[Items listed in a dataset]
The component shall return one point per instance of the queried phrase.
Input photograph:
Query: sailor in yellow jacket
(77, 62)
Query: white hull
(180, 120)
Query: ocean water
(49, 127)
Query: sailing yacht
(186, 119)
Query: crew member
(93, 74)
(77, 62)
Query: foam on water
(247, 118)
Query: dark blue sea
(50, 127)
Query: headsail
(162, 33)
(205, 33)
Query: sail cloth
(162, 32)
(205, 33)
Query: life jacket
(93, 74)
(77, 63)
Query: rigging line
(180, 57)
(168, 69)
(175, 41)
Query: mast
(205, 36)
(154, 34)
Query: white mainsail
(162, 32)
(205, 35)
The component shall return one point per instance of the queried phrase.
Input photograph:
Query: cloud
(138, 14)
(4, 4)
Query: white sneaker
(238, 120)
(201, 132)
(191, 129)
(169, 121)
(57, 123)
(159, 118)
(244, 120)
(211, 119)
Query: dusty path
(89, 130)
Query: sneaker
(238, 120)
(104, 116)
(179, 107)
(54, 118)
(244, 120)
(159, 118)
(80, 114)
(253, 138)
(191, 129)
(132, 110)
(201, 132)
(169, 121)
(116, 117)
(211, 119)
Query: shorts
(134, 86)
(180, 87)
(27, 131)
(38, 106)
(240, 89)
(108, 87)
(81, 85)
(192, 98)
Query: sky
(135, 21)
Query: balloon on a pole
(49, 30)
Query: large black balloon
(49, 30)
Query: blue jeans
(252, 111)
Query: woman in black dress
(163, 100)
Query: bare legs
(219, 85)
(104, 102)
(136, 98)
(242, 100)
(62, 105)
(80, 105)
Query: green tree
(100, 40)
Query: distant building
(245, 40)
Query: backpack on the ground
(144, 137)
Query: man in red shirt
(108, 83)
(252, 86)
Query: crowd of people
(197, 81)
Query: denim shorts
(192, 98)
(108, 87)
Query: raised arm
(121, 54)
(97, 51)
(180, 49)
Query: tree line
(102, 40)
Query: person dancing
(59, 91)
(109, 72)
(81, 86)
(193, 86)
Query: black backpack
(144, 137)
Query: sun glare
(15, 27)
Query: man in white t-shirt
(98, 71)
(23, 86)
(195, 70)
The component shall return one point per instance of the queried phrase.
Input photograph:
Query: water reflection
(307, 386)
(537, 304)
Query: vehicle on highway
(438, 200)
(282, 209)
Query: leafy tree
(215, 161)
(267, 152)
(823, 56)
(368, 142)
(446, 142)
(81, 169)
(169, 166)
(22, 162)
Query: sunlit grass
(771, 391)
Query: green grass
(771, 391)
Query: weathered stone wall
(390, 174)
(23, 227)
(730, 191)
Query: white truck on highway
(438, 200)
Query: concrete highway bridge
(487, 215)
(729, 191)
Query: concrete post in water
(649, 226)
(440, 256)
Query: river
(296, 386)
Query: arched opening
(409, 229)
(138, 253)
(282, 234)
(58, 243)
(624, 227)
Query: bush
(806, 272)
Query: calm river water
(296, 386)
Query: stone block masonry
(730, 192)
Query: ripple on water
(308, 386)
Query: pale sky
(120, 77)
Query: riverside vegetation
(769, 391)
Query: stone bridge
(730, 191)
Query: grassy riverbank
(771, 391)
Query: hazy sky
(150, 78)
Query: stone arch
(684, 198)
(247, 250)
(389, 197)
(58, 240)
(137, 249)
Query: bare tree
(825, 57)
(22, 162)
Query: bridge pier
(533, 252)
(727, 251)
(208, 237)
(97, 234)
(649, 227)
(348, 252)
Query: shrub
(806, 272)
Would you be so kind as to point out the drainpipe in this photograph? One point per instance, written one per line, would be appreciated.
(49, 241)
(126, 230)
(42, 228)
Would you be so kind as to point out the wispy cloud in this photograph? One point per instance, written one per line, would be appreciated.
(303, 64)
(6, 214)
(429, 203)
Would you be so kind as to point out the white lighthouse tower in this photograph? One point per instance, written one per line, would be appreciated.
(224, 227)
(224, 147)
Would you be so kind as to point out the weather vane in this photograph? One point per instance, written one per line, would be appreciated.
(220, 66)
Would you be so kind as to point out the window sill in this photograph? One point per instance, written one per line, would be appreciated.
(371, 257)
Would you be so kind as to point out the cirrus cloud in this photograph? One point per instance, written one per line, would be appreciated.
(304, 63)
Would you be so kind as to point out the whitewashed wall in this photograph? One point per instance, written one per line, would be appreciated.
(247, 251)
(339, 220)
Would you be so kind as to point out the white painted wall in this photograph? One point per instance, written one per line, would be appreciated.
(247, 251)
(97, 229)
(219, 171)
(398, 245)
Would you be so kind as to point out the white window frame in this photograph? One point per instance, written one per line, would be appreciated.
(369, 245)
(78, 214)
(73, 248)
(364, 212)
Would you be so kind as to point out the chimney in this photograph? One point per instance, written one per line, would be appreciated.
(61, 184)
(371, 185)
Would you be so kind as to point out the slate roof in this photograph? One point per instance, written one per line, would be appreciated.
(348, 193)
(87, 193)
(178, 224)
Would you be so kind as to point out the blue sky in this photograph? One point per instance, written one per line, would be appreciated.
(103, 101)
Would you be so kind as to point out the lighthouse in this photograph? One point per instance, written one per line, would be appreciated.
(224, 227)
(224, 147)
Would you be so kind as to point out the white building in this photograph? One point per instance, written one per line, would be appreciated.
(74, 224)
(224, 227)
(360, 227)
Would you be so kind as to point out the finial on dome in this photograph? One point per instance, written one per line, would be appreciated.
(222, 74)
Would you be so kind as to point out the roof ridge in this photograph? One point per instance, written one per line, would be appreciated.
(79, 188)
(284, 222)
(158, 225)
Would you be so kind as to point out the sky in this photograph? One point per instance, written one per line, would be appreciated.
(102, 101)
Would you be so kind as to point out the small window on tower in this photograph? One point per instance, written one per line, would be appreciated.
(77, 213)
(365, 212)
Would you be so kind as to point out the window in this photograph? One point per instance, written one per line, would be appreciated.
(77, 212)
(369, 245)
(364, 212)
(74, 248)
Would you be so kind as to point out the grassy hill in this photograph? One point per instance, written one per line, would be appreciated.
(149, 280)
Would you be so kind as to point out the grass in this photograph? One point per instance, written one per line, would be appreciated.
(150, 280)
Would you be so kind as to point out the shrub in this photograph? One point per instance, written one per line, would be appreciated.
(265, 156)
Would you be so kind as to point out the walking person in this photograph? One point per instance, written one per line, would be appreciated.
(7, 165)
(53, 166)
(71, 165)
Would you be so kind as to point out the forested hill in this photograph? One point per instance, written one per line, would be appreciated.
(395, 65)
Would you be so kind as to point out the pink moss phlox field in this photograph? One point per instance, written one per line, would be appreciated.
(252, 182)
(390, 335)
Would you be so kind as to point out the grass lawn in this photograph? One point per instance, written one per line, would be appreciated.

■ Exercise brief ■
In the entries above, take the line containing "Would you be so kind as to point out the forested" and each later line through the last, and repeat them exactly. Output nothing else.

■ Written answer ■
Would you be so kind as to point out the forested hill in this photograph? One point per instance, written one per line, would be appreciated.
(395, 65)
Would you be so kind as to point out the pink moss phlox field in this photograph? One point per instance, written one per line, would be appreciated.
(252, 182)
(390, 335)
Would you be so kind as to point out the grass lawn in this photograph? One point per instance, written one per line, would be appreciated.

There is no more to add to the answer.